/---

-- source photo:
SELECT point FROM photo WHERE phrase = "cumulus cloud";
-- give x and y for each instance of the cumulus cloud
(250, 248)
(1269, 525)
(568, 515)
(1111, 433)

\---

Format the records above as a Markdown table with the columns Row and Line, giving each non-blank line its own numbered row and skipping blank lines.

§ Written solution
| Row | Line |
|---|---|
| 1 | -- source photo: |
| 2 | SELECT point FROM photo WHERE phrase = "cumulus cloud"; |
| 3 | -- give x and y for each instance of the cumulus cloud |
| 4 | (250, 248) |
| 5 | (1269, 525) |
| 6 | (568, 515) |
| 7 | (1111, 433) |